:: Assigned task ::
Would you transcribe the line containing "Practice step: locate the sky" and every line after it, through the end of the records below, exactly and with nothing else?

********

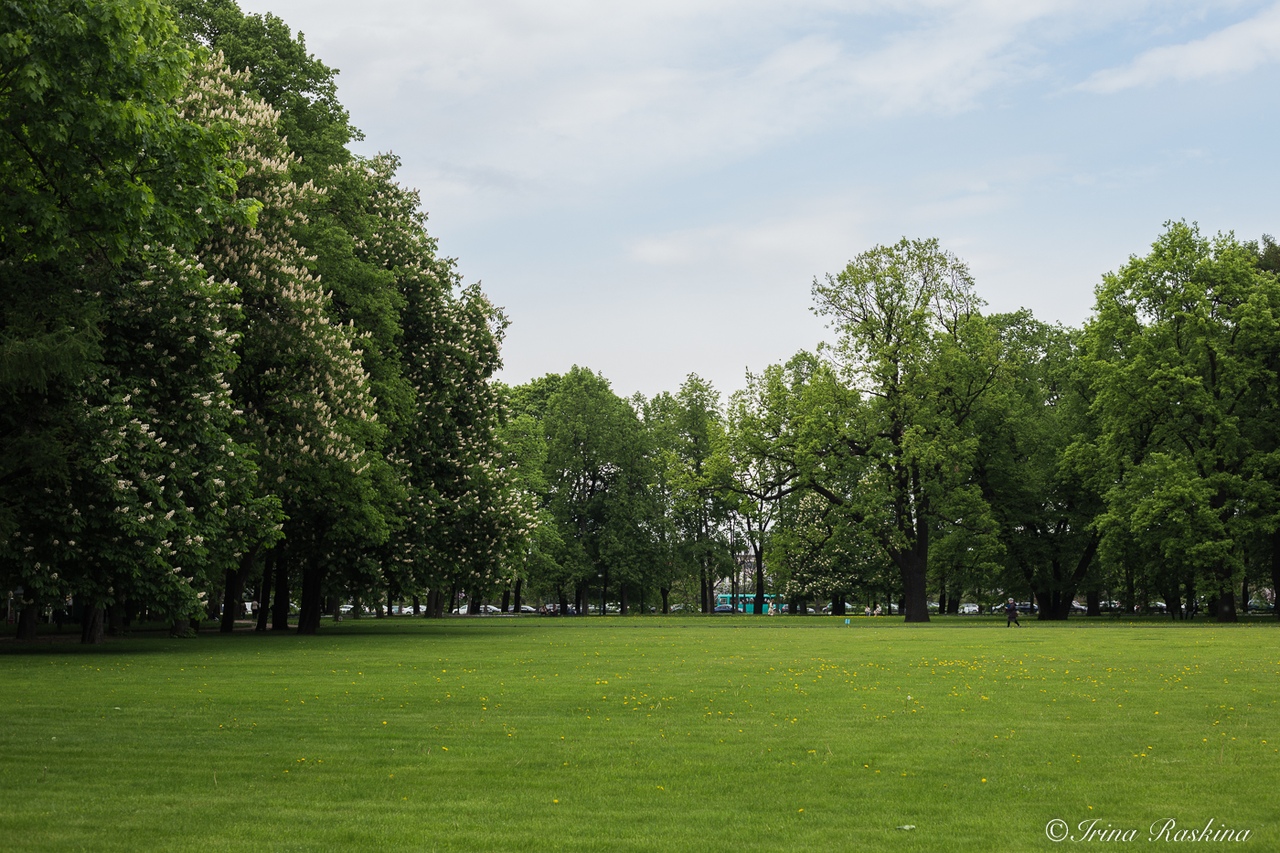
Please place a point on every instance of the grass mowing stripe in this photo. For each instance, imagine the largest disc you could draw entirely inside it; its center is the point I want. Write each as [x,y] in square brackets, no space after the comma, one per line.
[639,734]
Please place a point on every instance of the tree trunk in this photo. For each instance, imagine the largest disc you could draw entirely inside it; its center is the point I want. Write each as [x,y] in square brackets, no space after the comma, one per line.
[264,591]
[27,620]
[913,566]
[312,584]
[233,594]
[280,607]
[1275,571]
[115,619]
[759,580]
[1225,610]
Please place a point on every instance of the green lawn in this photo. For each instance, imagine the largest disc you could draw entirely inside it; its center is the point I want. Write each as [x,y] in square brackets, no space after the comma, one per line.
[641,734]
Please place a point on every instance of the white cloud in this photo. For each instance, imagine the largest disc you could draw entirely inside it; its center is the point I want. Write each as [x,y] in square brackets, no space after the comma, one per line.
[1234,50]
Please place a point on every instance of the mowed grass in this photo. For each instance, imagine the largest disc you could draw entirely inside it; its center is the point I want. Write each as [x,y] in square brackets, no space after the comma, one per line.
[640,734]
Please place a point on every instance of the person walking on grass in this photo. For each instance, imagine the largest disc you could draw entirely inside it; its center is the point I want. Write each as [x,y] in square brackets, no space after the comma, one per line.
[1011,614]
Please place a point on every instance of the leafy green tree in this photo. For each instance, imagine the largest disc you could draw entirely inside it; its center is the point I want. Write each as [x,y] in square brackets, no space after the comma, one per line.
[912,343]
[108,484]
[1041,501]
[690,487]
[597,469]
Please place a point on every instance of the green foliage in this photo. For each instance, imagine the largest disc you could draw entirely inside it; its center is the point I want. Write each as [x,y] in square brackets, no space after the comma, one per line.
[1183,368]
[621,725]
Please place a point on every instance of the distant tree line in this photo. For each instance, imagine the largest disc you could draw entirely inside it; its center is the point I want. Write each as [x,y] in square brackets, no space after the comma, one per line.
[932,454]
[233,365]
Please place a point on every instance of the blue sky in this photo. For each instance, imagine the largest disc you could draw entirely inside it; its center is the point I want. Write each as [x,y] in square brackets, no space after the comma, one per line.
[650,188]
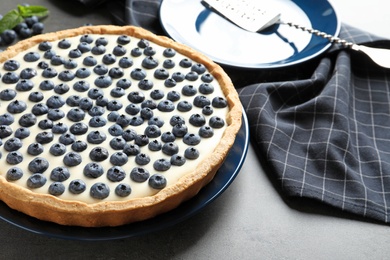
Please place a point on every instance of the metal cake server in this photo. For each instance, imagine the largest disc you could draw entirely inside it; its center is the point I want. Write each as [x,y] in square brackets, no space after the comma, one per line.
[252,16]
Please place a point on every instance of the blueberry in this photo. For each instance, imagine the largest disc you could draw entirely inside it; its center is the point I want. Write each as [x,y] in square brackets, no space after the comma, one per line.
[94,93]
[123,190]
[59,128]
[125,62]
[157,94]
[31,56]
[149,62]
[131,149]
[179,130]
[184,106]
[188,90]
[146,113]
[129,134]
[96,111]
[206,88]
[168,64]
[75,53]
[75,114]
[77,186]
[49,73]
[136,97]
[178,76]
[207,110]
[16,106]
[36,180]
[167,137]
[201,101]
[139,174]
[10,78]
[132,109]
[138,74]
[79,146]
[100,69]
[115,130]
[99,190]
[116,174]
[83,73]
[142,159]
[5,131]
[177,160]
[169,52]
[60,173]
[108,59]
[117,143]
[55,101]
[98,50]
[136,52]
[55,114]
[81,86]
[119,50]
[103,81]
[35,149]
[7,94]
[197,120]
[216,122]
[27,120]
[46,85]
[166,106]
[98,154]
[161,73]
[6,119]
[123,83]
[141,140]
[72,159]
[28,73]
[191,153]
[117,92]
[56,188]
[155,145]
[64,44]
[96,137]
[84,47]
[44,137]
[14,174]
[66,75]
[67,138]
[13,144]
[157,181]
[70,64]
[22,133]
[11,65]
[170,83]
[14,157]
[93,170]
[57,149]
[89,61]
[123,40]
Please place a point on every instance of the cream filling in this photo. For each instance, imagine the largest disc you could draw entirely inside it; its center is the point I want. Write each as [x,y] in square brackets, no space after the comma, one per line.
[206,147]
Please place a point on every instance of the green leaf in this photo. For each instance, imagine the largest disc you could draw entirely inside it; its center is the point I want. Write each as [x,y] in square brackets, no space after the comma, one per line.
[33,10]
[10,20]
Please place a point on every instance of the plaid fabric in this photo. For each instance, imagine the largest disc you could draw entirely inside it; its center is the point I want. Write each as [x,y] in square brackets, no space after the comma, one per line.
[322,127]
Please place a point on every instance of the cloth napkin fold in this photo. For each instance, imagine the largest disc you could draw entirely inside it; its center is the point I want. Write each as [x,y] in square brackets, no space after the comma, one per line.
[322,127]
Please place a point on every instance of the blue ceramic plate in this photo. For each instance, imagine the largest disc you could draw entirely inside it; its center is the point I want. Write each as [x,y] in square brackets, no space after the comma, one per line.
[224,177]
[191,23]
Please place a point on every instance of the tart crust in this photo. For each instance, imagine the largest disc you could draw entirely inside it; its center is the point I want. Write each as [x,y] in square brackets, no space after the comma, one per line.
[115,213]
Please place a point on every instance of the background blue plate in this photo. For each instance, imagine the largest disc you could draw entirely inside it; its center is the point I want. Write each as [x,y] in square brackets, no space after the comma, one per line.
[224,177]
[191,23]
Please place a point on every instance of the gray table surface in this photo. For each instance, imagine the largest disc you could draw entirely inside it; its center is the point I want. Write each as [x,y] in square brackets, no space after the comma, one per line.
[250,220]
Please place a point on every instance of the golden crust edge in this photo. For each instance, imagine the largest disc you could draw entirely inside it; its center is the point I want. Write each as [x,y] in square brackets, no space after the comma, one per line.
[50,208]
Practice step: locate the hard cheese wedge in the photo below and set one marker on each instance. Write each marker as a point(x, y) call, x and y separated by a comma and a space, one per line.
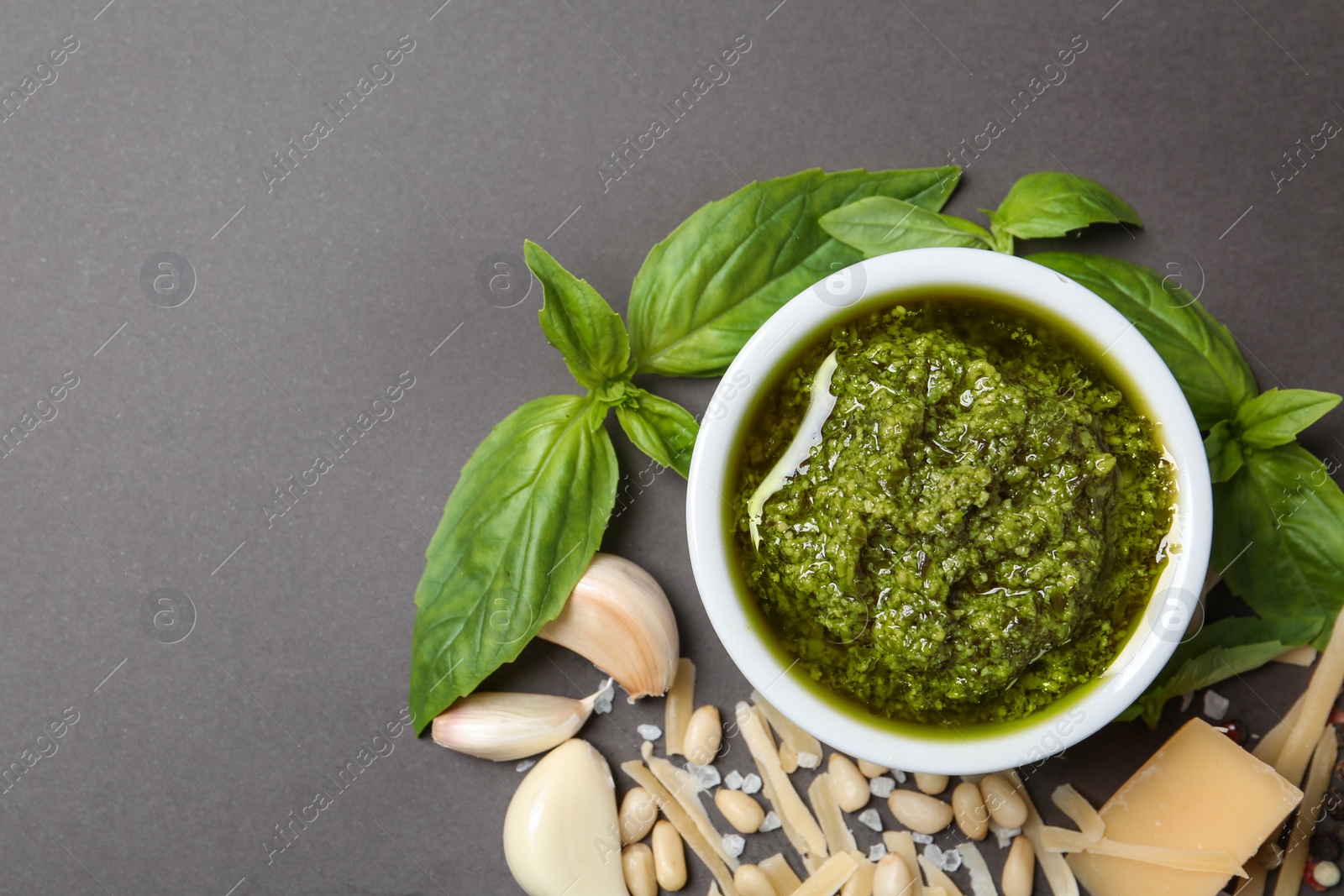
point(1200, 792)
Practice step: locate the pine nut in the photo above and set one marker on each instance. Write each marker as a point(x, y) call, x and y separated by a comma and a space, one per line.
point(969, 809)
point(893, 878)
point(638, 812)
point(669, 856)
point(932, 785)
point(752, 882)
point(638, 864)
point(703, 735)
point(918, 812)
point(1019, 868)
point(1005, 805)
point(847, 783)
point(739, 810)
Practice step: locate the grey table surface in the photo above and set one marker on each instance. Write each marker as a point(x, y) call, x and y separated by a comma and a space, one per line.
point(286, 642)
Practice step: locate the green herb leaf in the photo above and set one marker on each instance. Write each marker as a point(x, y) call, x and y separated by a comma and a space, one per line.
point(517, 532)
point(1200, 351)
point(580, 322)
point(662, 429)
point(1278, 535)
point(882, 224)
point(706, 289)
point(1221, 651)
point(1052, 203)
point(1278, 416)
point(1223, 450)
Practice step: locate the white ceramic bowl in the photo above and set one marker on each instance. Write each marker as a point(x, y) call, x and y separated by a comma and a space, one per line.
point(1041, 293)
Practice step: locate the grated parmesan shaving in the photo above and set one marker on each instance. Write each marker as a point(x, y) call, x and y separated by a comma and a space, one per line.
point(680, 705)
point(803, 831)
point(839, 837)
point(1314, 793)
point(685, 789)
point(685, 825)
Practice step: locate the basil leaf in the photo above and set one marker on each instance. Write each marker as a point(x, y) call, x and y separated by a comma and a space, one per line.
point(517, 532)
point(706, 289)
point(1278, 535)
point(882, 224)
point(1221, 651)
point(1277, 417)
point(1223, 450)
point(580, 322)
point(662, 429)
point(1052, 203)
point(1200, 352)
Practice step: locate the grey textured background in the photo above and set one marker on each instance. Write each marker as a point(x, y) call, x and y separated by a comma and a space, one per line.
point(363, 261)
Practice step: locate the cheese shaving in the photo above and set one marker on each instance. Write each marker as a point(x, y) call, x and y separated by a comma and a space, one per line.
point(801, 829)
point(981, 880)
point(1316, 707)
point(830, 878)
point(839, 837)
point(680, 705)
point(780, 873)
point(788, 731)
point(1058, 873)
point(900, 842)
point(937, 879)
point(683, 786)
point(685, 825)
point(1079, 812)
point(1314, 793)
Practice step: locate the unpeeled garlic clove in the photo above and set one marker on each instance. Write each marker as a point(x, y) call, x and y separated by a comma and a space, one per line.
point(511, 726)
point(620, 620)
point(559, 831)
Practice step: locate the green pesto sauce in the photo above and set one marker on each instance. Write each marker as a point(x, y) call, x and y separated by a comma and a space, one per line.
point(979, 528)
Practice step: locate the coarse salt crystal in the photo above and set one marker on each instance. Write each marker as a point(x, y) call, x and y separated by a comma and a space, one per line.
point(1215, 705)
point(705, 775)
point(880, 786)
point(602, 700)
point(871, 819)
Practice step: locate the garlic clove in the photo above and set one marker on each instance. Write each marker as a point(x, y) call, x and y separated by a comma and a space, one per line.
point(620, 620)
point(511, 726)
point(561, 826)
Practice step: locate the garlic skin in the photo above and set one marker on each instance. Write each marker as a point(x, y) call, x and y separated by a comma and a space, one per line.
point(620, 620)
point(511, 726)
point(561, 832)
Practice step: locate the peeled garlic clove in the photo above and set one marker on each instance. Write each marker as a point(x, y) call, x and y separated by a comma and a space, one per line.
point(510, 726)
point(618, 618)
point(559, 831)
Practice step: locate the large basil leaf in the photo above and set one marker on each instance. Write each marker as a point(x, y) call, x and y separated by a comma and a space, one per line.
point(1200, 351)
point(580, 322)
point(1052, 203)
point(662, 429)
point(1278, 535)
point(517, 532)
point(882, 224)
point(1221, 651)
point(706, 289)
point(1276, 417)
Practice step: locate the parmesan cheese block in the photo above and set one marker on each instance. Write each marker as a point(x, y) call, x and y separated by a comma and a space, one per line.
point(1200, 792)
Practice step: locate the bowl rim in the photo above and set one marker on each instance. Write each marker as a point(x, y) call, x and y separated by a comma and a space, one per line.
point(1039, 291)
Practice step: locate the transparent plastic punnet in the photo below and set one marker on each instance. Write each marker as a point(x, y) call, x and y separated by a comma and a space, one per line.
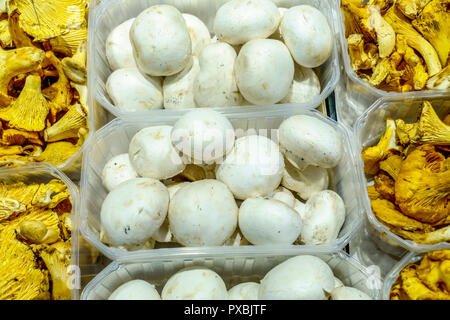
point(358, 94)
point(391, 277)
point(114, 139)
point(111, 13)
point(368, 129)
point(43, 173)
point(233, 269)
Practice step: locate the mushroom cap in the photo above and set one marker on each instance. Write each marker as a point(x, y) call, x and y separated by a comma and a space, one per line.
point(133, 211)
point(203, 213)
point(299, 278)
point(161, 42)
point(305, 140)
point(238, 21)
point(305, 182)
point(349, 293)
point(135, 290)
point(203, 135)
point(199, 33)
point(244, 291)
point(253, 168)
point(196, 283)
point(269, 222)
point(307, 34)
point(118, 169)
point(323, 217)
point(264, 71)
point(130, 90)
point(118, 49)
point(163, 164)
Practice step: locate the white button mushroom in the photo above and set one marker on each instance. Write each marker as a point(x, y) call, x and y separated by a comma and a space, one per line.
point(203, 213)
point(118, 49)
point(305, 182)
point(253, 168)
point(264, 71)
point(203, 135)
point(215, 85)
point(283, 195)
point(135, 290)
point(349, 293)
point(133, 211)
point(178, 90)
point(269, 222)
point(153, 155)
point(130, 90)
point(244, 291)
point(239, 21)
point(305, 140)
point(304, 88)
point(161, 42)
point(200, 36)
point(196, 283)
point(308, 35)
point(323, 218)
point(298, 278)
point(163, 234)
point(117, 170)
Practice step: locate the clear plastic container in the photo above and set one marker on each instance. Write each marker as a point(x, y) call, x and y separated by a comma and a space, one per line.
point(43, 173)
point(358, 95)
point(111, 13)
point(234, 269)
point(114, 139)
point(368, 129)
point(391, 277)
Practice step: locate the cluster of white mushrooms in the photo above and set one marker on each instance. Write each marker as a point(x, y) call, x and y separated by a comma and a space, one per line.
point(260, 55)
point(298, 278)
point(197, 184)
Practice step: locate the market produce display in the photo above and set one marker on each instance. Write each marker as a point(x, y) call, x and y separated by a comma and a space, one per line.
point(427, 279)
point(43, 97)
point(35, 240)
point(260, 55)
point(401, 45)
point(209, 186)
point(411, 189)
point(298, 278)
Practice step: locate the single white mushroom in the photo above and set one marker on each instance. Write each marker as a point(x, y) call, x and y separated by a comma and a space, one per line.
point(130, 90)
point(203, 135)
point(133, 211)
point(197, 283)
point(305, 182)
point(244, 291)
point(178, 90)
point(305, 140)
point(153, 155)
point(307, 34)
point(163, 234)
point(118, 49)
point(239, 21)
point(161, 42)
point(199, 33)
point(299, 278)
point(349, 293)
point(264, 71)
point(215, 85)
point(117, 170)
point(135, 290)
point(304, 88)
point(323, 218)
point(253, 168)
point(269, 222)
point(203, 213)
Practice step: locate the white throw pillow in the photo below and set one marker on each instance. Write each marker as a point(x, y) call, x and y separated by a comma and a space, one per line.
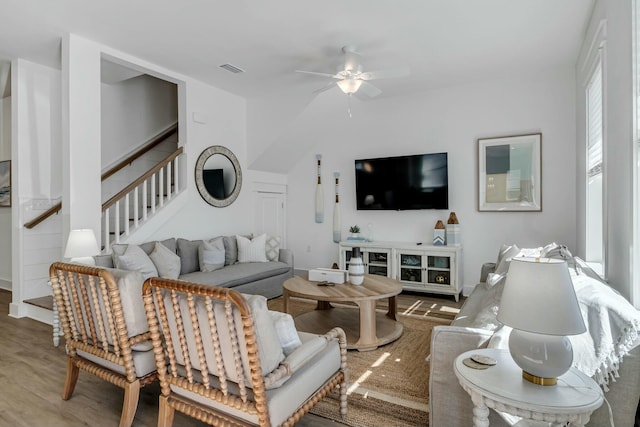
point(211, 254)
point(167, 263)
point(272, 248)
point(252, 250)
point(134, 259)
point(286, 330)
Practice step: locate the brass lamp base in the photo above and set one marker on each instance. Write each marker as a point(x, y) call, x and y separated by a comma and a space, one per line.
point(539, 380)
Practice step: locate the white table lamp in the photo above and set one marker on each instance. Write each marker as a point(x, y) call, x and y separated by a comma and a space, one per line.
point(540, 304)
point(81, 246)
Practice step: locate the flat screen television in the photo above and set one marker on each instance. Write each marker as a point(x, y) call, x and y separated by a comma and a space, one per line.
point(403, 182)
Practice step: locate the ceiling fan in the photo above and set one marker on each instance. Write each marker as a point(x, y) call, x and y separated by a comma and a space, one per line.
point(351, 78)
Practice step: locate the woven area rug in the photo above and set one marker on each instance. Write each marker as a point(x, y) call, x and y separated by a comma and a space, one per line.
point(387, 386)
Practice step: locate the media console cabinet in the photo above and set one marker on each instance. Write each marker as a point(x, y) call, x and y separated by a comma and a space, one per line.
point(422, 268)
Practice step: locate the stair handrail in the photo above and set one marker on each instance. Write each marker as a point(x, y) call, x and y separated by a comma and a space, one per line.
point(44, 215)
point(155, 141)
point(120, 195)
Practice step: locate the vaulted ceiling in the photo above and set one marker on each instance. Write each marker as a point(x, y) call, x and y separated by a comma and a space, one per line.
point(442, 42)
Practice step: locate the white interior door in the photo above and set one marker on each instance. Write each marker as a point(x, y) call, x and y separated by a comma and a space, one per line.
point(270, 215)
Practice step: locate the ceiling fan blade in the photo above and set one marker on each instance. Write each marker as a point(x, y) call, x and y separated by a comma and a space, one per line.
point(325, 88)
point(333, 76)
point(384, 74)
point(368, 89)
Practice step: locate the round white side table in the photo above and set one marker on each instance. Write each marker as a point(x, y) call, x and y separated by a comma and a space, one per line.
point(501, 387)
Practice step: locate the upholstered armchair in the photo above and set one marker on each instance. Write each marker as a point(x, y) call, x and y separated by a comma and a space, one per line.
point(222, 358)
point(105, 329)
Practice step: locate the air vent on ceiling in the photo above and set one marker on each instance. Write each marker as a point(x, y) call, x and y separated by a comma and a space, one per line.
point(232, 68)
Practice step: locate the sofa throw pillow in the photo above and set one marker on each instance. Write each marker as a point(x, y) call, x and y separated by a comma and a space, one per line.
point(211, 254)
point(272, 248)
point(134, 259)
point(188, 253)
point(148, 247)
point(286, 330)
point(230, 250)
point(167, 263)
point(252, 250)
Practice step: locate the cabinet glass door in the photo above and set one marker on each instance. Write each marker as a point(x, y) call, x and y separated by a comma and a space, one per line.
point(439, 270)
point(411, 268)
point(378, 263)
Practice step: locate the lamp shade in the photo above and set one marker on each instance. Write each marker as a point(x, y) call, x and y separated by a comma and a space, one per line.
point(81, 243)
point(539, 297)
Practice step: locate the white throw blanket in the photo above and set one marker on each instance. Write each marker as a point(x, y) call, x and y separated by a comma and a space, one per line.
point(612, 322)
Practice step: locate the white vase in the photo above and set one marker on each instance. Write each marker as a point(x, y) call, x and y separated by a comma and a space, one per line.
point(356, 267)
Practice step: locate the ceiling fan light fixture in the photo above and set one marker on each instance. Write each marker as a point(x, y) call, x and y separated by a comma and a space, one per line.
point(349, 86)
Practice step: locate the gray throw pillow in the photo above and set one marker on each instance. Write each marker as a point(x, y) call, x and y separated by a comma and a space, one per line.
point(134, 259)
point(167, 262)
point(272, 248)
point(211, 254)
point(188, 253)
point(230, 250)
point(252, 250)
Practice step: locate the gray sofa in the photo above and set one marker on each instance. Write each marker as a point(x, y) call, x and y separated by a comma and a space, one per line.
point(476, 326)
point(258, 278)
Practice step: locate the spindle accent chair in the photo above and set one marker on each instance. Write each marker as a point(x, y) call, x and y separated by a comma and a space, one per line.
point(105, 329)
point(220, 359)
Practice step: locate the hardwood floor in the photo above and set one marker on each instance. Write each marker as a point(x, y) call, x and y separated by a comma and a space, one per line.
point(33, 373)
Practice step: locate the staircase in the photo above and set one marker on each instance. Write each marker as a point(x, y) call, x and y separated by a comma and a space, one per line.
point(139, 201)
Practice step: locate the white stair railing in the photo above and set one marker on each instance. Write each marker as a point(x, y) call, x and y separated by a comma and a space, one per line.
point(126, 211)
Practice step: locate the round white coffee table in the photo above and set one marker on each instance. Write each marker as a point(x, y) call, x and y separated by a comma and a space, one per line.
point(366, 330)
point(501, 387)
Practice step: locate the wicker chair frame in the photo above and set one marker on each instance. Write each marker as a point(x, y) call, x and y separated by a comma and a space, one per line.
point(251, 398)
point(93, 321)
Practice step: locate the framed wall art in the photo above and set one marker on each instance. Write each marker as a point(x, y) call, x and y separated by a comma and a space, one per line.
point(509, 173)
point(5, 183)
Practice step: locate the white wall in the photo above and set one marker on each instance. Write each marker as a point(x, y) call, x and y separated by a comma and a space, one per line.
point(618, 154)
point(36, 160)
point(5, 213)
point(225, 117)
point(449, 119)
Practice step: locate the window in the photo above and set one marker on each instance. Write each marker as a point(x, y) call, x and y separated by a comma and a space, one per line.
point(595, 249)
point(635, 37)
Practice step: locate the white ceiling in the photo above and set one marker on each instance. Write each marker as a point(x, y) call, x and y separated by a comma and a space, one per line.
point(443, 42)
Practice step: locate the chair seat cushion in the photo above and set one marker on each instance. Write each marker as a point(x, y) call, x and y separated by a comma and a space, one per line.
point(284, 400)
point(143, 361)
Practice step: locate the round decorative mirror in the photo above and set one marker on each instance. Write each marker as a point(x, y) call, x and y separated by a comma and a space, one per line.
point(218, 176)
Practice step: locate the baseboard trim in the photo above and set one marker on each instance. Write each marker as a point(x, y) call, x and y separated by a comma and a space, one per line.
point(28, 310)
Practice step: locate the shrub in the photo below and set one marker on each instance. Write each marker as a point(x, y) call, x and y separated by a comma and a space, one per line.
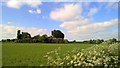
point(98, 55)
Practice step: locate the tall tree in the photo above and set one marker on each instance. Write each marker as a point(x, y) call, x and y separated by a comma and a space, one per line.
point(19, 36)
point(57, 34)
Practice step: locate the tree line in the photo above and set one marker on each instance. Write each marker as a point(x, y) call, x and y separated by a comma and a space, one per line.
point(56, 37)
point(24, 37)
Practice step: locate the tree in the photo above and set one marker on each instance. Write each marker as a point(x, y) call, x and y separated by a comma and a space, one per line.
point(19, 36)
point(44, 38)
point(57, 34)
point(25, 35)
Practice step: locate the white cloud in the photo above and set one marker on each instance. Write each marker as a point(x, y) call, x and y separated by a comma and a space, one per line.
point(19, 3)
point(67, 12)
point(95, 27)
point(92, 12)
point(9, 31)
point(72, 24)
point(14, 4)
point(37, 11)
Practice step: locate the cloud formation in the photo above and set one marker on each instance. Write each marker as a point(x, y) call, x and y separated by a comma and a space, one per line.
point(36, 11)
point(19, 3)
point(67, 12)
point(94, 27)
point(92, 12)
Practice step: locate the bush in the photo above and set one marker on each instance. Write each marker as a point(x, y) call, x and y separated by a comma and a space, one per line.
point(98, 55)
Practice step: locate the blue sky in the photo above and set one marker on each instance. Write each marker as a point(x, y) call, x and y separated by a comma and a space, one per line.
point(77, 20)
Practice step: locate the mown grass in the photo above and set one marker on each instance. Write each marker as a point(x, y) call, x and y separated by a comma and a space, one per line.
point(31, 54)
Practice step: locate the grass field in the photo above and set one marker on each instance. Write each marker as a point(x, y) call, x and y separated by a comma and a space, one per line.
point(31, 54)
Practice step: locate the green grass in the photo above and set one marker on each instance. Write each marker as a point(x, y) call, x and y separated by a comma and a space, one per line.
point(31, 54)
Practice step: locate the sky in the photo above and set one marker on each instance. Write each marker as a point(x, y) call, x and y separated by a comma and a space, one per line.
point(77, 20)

********

:: Task result ::
Practice step: locate the sky in the photo above and set one marker on each instance. Write each marker as a point(x, y) call, x and y separated by a comma and a space, one per line.
point(77, 20)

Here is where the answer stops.